■ What you need to do
Return the full text below on Macron's pledge to abolish the CVAE, word for word.

■ Text under study

* * *

Facing a close race for a second term, Macron has pledged to abolish the contribution on added value (CVAE) to save French businesses an estimated €7 billion ($7.7 billion) a year. He has based his economic plan around pledges to cut taxes and reduce unemployment at the same time.
“If President Macron wants the tax cut to primarily benefit corporate taxpayers with high investments and material employee expenses, abolishing CVAE makes more sense than reducing corporate tax,” said Maxime Amar, director of M&A and international tax at KPMG Advocats.
By contrast, a reduction of the corporate tax rate would benefit all profit-making companies regardless of their investments and workforce. Corporate tax was one of the key promises of Macron’s 2017 campaign, but this time it is the CVAE.
The CVAE is levied on business turnover, employees and property rather than profit. This value-added levy applies to businesses with a turnover of more than €500,000 and rises up to 1.5% from €50 million in turnover.
Although the CVAE rate is just 1.5%, the end of the CVAE may be a significant tax cut for many French businesses because it is paid on top of corporate tax. He has already managed to cut the corporate tax rate from 33% to 25% over five years.
However, the impact will be different depending on the company. “Neither the remuneration paid to employees, nor depreciations, i.e. cost of investment, are deductible for CVAE purposes, whereas they are deductible for corporate tax purposes,” said Amar.

* * *

■ Extracted records

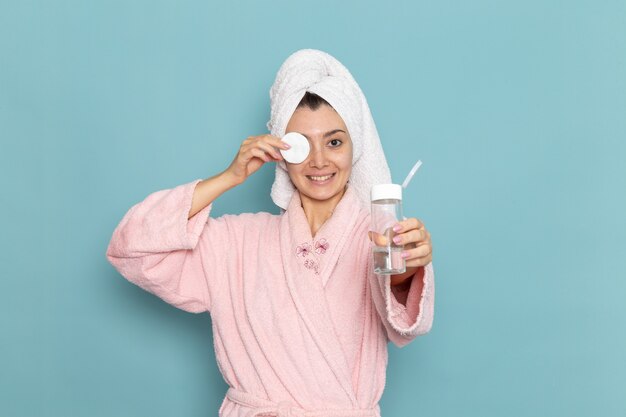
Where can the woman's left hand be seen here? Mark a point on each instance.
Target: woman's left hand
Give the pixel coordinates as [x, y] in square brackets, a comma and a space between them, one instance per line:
[418, 250]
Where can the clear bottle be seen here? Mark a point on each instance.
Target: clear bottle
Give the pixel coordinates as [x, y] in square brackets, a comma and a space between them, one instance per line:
[386, 212]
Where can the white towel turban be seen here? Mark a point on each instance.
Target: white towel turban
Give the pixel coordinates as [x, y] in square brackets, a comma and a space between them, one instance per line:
[320, 73]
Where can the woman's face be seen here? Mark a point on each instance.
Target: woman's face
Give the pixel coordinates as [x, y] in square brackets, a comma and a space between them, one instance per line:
[325, 172]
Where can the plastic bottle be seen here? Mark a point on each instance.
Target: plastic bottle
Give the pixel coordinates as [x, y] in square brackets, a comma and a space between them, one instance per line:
[386, 213]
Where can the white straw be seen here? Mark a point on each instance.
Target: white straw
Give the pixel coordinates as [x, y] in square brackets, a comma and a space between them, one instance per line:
[408, 178]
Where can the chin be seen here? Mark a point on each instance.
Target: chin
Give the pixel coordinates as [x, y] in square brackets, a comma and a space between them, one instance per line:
[321, 195]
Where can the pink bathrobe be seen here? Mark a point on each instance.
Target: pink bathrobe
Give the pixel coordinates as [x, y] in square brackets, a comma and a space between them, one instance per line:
[300, 323]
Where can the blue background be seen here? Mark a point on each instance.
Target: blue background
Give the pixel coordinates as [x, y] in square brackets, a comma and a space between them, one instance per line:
[517, 110]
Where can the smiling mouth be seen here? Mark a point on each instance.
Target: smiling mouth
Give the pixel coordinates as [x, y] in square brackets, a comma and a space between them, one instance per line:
[320, 178]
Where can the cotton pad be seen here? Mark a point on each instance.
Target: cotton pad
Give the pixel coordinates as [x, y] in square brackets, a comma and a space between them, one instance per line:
[299, 150]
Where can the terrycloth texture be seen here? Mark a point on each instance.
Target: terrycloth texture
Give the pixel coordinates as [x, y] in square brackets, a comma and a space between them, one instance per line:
[320, 73]
[300, 323]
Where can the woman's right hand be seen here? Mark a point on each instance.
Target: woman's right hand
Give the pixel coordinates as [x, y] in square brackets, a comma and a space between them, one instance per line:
[253, 153]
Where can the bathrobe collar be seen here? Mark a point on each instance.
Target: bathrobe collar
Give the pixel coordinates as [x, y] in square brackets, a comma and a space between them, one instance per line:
[308, 265]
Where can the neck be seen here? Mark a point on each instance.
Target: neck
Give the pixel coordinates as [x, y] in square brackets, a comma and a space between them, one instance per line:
[317, 212]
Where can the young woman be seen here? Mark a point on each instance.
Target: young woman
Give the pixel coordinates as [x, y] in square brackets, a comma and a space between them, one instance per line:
[300, 321]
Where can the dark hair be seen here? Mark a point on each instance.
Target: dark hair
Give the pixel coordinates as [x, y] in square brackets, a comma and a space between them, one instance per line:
[312, 101]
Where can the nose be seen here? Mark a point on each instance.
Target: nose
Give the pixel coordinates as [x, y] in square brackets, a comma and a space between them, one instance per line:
[318, 158]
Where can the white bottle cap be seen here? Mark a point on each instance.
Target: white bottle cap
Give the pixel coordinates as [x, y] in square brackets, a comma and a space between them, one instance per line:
[299, 150]
[386, 192]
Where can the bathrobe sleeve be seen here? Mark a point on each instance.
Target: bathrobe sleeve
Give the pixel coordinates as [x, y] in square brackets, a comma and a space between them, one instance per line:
[177, 259]
[409, 313]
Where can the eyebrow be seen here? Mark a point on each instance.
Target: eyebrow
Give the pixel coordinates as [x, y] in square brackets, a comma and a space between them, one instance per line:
[327, 134]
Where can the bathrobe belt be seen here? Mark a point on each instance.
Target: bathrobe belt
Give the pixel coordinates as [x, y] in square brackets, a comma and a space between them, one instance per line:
[286, 409]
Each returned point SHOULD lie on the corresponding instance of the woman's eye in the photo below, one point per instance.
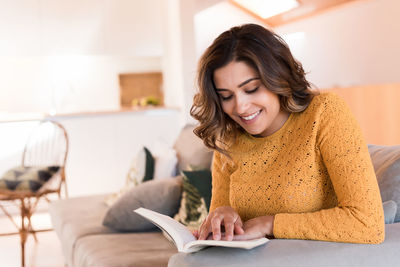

* * *

■ Task answer
Facing a close race for a second term, Macron has pledged to abolish the contribution on added value (CVAE) to save French businesses an estimated €7 billion ($7.7 billion) a year. He has based his economic plan around pledges to cut taxes and reduce unemployment at the same time.
“If President Macron wants the tax cut to primarily benefit corporate taxpayers with high investments and material employee expenses, abolishing CVAE makes more sense than reducing corporate tax,” said Maxime Amar, director of M&A and international tax at KPMG Advocats.
By contrast, a reduction of the corporate tax rate would benefit all profit-making companies regardless of their investments and workforce. Corporate tax was one of the key promises of Macron’s 2017 campaign, but this time it is the CVAE.
The CVAE is levied on business turnover, employees and property rather than profit. This value-added levy applies to businesses with a turnover of more than €500,000 and rises up to 1.5% from €50 million in turnover.
Although the CVAE rate is just 1.5%, the end of the CVAE may be a significant tax cut for many French businesses because it is paid on top of corporate tax. He has already managed to cut the corporate tax rate from 33% to 25% over five years.
However, the impact will be different depending on the company. “Neither the remuneration paid to employees, nor depreciations, i.e. cost of investment, are deductible for CVAE purposes, whereas they are deductible for corporate tax purposes,” said Amar.